## What needs to be done
Copy out all lines from the entries below in which "blue" occurs.

--- Records to process Enclosed Below ---

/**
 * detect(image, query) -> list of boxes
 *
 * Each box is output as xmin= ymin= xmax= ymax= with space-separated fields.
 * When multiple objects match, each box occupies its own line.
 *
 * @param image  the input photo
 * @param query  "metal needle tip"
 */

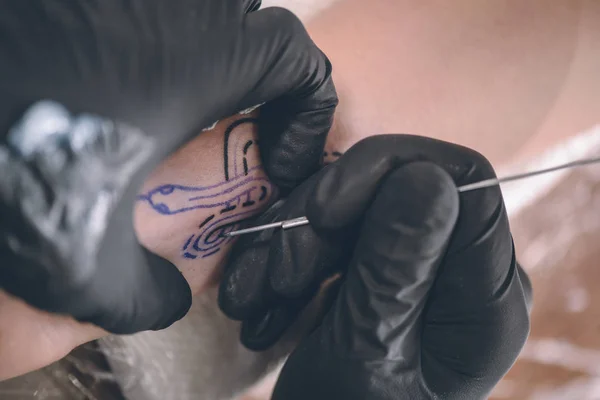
xmin=225 ymin=217 xmax=310 ymax=237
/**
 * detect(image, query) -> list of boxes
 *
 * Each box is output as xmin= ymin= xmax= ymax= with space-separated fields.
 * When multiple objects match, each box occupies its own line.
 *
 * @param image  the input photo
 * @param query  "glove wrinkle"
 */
xmin=219 ymin=135 xmax=531 ymax=399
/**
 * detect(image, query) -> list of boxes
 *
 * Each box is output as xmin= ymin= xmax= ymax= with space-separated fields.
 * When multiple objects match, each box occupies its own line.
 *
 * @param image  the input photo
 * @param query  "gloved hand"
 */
xmin=219 ymin=135 xmax=532 ymax=399
xmin=0 ymin=0 xmax=337 ymax=334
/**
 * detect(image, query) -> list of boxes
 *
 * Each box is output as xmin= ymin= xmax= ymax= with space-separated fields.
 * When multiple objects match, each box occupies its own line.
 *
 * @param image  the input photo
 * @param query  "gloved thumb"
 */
xmin=272 ymin=162 xmax=459 ymax=400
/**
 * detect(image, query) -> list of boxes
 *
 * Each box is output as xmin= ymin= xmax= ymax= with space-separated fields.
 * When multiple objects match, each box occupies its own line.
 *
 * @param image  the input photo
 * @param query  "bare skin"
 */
xmin=1 ymin=0 xmax=598 ymax=391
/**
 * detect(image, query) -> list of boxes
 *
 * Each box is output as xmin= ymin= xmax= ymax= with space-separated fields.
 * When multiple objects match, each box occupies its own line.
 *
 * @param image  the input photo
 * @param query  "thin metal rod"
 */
xmin=226 ymin=155 xmax=600 ymax=237
xmin=226 ymin=220 xmax=287 ymax=236
xmin=458 ymin=155 xmax=600 ymax=193
xmin=226 ymin=217 xmax=310 ymax=237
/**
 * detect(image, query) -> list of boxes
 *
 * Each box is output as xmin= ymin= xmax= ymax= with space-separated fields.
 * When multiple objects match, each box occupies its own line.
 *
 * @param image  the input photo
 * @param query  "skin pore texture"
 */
xmin=1 ymin=0 xmax=599 ymax=396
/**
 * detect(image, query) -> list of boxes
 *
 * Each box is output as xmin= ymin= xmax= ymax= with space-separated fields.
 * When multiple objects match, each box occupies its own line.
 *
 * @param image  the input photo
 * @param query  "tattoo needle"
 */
xmin=225 ymin=155 xmax=600 ymax=237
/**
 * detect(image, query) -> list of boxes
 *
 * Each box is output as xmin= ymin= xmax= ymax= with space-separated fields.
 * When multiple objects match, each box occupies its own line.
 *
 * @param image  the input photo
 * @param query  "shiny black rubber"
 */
xmin=219 ymin=135 xmax=532 ymax=399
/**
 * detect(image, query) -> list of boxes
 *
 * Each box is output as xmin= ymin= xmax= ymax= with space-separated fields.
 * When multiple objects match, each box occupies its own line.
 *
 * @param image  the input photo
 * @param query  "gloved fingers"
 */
xmin=267 ymin=218 xmax=349 ymax=299
xmin=269 ymin=163 xmax=459 ymax=400
xmin=77 ymin=240 xmax=193 ymax=334
xmin=145 ymin=0 xmax=260 ymax=28
xmin=219 ymin=174 xmax=318 ymax=319
xmin=0 ymin=144 xmax=83 ymax=303
xmin=307 ymin=134 xmax=498 ymax=233
xmin=262 ymin=167 xmax=349 ymax=299
xmin=133 ymin=252 xmax=193 ymax=332
xmin=420 ymin=252 xmax=530 ymax=394
xmin=0 ymin=184 xmax=192 ymax=334
xmin=0 ymin=102 xmax=191 ymax=334
xmin=304 ymin=137 xmax=529 ymax=388
xmin=241 ymin=273 xmax=344 ymax=352
xmin=320 ymin=162 xmax=459 ymax=361
xmin=228 ymin=223 xmax=332 ymax=350
xmin=237 ymin=226 xmax=346 ymax=350
xmin=229 ymin=7 xmax=338 ymax=192
xmin=517 ymin=263 xmax=533 ymax=313
xmin=218 ymin=200 xmax=284 ymax=320
xmin=308 ymin=136 xmax=530 ymax=382
xmin=219 ymin=172 xmax=351 ymax=350
xmin=307 ymin=133 xmax=518 ymax=316
xmin=0 ymin=234 xmax=53 ymax=308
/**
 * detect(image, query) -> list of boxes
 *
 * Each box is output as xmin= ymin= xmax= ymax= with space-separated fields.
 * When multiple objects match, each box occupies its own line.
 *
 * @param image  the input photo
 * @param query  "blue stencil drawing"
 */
xmin=138 ymin=118 xmax=276 ymax=259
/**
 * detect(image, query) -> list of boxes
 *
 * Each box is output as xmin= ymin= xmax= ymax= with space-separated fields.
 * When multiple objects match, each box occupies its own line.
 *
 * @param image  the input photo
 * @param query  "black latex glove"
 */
xmin=219 ymin=135 xmax=532 ymax=399
xmin=0 ymin=0 xmax=337 ymax=334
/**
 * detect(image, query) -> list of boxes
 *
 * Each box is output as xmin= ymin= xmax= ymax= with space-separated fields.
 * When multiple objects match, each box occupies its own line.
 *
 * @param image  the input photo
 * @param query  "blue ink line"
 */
xmin=182 ymin=234 xmax=194 ymax=251
xmin=137 ymin=165 xmax=263 ymax=201
xmin=137 ymin=166 xmax=264 ymax=208
xmin=140 ymin=175 xmax=271 ymax=215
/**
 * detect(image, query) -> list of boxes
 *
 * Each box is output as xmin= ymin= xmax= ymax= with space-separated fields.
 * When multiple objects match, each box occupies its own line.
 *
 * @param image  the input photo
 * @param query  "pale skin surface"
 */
xmin=1 ymin=0 xmax=599 ymax=387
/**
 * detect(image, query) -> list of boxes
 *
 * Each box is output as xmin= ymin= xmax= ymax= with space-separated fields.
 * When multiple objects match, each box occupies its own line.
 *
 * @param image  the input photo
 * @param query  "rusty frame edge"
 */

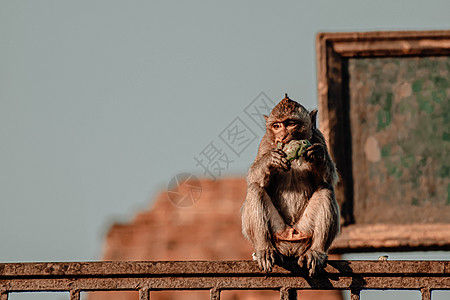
xmin=1 ymin=261 xmax=448 ymax=296
xmin=0 ymin=290 xmax=7 ymax=300
xmin=316 ymin=30 xmax=450 ymax=45
xmin=138 ymin=288 xmax=150 ymax=300
xmin=69 ymin=290 xmax=80 ymax=300
xmin=0 ymin=273 xmax=449 ymax=293
xmin=210 ymin=287 xmax=220 ymax=300
xmin=315 ymin=29 xmax=450 ymax=238
xmin=279 ymin=287 xmax=297 ymax=300
xmin=0 ymin=260 xmax=449 ymax=277
xmin=421 ymin=288 xmax=431 ymax=300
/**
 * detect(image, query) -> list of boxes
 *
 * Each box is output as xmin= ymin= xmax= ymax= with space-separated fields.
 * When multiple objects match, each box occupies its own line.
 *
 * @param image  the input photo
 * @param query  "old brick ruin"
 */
xmin=88 ymin=177 xmax=341 ymax=300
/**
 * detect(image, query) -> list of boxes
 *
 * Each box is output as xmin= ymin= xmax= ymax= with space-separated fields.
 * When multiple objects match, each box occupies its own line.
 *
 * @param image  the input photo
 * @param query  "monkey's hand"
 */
xmin=298 ymin=249 xmax=327 ymax=277
xmin=248 ymin=149 xmax=290 ymax=186
xmin=254 ymin=248 xmax=276 ymax=272
xmin=264 ymin=149 xmax=291 ymax=172
xmin=304 ymin=143 xmax=326 ymax=164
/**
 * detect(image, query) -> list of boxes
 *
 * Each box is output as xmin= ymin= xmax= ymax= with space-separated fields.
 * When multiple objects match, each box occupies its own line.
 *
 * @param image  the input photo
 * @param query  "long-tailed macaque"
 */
xmin=241 ymin=94 xmax=340 ymax=277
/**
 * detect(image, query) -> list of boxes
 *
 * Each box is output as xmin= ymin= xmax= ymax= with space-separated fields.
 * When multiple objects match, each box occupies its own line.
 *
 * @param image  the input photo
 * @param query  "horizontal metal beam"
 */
xmin=0 ymin=260 xmax=448 ymax=293
xmin=1 ymin=274 xmax=450 ymax=291
xmin=1 ymin=260 xmax=448 ymax=277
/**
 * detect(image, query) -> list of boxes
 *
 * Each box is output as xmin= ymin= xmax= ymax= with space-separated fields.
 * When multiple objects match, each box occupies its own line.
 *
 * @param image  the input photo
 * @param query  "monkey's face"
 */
xmin=269 ymin=117 xmax=312 ymax=145
xmin=265 ymin=96 xmax=314 ymax=146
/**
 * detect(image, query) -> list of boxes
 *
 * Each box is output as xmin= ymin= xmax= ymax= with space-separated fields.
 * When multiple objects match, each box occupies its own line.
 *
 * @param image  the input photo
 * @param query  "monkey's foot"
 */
xmin=298 ymin=250 xmax=327 ymax=277
xmin=254 ymin=249 xmax=276 ymax=272
xmin=275 ymin=227 xmax=310 ymax=242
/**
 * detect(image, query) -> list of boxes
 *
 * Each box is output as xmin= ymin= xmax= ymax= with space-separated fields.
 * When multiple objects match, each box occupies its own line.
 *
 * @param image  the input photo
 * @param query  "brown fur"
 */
xmin=241 ymin=94 xmax=340 ymax=276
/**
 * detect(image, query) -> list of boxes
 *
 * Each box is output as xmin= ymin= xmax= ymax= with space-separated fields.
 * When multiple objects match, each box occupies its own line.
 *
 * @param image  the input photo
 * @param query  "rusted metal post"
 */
xmin=210 ymin=287 xmax=220 ymax=300
xmin=0 ymin=291 xmax=8 ymax=300
xmin=70 ymin=290 xmax=80 ymax=300
xmin=421 ymin=288 xmax=431 ymax=300
xmin=350 ymin=289 xmax=360 ymax=300
xmin=139 ymin=288 xmax=150 ymax=300
xmin=280 ymin=287 xmax=297 ymax=300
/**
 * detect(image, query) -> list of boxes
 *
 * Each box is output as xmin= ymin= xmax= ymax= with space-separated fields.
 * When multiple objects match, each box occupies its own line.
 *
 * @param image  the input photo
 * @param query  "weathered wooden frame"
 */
xmin=316 ymin=30 xmax=450 ymax=252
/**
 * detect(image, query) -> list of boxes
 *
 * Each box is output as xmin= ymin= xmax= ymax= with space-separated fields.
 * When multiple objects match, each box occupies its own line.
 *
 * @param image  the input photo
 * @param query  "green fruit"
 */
xmin=282 ymin=139 xmax=311 ymax=161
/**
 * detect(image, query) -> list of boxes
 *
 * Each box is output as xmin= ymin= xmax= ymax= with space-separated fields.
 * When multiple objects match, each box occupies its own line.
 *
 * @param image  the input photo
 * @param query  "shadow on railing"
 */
xmin=0 ymin=260 xmax=449 ymax=300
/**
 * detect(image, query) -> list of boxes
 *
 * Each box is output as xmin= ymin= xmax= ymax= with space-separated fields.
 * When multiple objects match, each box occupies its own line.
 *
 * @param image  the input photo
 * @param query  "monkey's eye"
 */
xmin=272 ymin=123 xmax=281 ymax=130
xmin=285 ymin=120 xmax=298 ymax=128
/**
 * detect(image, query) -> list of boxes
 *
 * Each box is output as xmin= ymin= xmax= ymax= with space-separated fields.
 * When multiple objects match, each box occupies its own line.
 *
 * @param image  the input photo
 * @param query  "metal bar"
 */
xmin=210 ymin=287 xmax=220 ymax=300
xmin=350 ymin=289 xmax=360 ymax=300
xmin=0 ymin=261 xmax=448 ymax=294
xmin=139 ymin=288 xmax=150 ymax=300
xmin=0 ymin=261 xmax=448 ymax=277
xmin=2 ymin=275 xmax=449 ymax=291
xmin=70 ymin=290 xmax=80 ymax=300
xmin=280 ymin=287 xmax=296 ymax=300
xmin=421 ymin=288 xmax=431 ymax=300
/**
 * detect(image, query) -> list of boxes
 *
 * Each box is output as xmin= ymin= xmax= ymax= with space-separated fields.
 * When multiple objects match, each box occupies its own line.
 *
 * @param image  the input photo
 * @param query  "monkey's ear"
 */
xmin=264 ymin=115 xmax=268 ymax=122
xmin=310 ymin=109 xmax=318 ymax=128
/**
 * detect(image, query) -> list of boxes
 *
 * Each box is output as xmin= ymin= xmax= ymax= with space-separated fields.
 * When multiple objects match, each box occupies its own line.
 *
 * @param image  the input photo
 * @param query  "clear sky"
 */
xmin=1 ymin=0 xmax=449 ymax=268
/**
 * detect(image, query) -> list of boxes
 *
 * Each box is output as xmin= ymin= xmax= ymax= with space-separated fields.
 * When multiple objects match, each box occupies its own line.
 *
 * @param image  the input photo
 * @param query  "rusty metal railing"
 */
xmin=0 ymin=260 xmax=449 ymax=300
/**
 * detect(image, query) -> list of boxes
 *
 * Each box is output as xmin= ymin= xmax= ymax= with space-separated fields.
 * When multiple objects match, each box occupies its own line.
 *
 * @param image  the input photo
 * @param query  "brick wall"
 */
xmin=89 ymin=177 xmax=341 ymax=300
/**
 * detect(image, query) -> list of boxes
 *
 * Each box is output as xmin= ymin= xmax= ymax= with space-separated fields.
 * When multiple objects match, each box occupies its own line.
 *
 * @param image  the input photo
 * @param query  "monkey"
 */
xmin=241 ymin=94 xmax=340 ymax=277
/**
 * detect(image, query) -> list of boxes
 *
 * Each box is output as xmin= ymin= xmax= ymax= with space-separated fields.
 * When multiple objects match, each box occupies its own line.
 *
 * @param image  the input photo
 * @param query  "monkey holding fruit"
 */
xmin=241 ymin=94 xmax=340 ymax=277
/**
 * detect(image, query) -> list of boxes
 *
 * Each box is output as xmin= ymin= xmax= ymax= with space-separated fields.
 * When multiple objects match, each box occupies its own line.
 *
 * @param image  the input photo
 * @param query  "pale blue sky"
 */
xmin=1 ymin=0 xmax=449 ymax=266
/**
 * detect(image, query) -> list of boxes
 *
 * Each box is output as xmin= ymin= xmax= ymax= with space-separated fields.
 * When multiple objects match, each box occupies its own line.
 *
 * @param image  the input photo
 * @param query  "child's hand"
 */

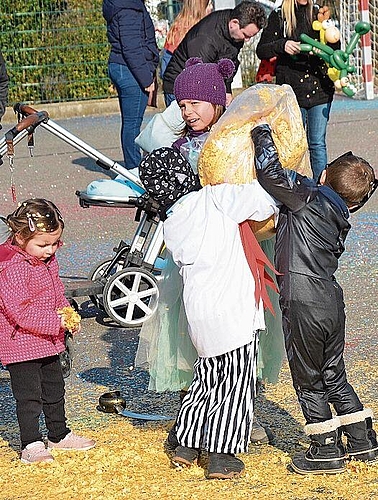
xmin=57 ymin=306 xmax=81 ymax=334
xmin=69 ymin=322 xmax=81 ymax=336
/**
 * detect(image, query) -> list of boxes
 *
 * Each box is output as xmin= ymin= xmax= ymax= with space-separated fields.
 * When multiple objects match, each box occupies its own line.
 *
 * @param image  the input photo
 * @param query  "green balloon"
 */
xmin=342 ymin=86 xmax=355 ymax=97
xmin=354 ymin=21 xmax=371 ymax=35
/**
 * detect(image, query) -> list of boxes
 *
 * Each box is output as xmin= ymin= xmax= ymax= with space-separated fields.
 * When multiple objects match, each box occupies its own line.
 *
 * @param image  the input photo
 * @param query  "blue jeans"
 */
xmin=160 ymin=48 xmax=173 ymax=80
xmin=164 ymin=92 xmax=176 ymax=108
xmin=301 ymin=102 xmax=332 ymax=181
xmin=108 ymin=62 xmax=148 ymax=169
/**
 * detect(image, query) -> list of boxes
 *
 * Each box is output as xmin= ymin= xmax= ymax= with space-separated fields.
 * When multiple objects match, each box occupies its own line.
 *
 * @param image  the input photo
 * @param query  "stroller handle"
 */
xmin=6 ymin=103 xmax=49 ymax=141
xmin=14 ymin=103 xmax=41 ymax=117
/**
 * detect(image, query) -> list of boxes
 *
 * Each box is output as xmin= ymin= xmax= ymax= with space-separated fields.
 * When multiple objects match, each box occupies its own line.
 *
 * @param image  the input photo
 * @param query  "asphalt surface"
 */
xmin=0 ymin=93 xmax=377 ymax=450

--- End of Enclosed Records to process ---

## Result of this task
 * @param query  "blue stencil drawing"
 * @param query  "blue ink line"
 * @param query  "pale blue sky"
 * @param query  "blue jeans"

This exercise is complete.